提取材料 —
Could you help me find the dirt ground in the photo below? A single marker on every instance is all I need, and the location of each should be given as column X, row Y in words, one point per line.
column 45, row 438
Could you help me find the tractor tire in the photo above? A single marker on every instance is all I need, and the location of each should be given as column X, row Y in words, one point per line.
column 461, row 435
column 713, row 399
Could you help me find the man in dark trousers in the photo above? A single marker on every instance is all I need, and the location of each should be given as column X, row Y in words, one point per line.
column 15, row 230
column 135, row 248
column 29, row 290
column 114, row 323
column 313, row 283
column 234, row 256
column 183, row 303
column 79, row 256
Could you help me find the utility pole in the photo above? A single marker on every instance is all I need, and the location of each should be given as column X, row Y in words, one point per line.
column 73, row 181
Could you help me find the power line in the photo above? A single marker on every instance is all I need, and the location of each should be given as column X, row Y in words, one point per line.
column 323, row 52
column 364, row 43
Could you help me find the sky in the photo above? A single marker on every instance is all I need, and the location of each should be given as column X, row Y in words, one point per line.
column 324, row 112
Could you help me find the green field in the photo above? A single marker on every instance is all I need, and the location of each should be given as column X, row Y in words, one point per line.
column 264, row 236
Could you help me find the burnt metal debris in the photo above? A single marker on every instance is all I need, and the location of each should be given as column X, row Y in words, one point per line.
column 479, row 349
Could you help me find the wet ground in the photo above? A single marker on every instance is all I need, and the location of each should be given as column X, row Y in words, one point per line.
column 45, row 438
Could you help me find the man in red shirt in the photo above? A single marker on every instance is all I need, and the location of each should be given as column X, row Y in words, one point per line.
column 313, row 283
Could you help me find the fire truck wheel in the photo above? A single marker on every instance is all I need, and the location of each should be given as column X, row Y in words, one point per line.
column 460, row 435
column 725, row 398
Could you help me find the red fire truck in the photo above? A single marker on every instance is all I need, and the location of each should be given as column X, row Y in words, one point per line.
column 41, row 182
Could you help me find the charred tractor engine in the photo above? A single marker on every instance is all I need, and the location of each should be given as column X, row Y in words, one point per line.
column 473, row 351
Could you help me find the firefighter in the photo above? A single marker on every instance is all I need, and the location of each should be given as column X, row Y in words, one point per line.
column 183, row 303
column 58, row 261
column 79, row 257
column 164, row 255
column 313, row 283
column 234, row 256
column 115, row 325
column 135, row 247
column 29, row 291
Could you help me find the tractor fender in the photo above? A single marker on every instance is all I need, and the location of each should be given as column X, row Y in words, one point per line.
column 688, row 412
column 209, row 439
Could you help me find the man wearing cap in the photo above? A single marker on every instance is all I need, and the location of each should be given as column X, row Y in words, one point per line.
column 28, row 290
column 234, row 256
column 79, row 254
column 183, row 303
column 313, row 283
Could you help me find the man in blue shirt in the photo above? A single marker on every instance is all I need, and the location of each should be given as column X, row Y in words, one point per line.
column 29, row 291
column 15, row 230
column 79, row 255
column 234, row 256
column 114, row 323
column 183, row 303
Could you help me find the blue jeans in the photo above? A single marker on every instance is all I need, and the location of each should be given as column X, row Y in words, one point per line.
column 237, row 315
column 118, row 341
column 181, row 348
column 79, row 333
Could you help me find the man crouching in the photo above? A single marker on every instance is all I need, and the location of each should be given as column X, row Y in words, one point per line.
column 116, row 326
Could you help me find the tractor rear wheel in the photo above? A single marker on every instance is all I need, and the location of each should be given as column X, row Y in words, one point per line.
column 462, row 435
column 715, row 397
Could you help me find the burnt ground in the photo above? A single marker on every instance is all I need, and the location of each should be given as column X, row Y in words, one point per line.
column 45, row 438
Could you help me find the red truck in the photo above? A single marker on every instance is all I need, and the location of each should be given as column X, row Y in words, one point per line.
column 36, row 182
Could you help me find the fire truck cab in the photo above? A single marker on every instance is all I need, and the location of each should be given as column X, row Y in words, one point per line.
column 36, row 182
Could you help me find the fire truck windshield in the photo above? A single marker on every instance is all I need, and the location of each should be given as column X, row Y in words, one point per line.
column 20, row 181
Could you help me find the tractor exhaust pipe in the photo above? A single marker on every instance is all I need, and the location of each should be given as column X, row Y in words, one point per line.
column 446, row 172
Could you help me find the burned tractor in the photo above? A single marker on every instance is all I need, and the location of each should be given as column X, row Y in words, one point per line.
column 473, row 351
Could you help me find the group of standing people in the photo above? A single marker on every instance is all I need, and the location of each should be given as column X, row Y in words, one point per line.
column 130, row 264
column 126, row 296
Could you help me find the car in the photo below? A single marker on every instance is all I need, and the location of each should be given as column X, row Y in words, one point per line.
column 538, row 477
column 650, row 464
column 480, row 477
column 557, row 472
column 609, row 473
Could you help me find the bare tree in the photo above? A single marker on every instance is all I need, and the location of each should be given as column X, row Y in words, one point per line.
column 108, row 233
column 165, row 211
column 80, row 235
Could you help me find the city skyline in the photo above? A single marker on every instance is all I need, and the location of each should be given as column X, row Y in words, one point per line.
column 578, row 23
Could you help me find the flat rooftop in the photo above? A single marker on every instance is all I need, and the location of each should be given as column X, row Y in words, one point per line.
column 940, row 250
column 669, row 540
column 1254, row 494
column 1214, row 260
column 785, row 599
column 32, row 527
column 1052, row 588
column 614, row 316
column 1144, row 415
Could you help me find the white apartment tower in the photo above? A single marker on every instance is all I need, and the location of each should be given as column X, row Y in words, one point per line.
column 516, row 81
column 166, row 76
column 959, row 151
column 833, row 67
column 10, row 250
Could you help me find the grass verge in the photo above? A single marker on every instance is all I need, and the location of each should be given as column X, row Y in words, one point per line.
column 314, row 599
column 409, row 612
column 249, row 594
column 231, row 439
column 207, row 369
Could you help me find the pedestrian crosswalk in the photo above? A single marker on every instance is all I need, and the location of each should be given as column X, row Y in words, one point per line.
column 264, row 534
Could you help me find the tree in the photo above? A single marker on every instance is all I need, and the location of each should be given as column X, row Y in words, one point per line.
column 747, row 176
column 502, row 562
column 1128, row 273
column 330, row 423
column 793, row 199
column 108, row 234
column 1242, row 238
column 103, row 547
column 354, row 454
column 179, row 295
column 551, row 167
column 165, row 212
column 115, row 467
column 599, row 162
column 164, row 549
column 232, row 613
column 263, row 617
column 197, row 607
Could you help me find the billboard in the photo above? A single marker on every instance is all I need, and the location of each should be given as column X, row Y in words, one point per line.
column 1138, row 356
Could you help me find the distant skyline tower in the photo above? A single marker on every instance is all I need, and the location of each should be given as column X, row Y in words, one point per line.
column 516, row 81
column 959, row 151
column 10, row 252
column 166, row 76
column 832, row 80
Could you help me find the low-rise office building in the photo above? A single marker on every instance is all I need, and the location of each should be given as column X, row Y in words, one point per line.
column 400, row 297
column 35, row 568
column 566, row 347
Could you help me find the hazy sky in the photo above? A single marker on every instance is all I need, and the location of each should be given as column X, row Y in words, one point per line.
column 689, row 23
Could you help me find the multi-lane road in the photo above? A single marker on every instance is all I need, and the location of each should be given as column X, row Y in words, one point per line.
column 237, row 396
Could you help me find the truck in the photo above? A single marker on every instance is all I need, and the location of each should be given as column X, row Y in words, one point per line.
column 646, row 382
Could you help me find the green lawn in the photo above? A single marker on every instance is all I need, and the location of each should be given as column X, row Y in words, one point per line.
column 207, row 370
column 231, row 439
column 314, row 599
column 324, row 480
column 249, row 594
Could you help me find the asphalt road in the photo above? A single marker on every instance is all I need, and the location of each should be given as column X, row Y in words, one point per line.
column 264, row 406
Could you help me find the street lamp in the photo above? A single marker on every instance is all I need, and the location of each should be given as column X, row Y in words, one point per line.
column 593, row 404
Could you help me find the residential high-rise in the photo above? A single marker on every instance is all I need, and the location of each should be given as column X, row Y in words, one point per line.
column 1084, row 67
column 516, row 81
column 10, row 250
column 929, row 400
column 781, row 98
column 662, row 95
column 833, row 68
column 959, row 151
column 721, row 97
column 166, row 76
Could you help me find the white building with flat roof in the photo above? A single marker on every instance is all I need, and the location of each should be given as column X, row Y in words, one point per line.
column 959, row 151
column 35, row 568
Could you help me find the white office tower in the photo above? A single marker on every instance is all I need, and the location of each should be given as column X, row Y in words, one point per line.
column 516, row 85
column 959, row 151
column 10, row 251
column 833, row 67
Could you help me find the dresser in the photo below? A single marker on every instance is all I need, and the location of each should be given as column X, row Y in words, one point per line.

任务说明 — 将上方从含有“Could you help me find the sky”的那一行到含有“column 324, row 112”的那一行（首尾两行均包括）的记录改写为两列CSV，列名分别为“原文”和“回复”，每条记录占一行。每列内容各放在一个带引号的字段中，其中的换行一律改为空格。

参考答案 —
原文,回复
"Could you help me find the sky in the photo above? A single marker on every instance is all I need, and the location of each should be given as column X, row Y in words, one point per line.","column 324, row 112"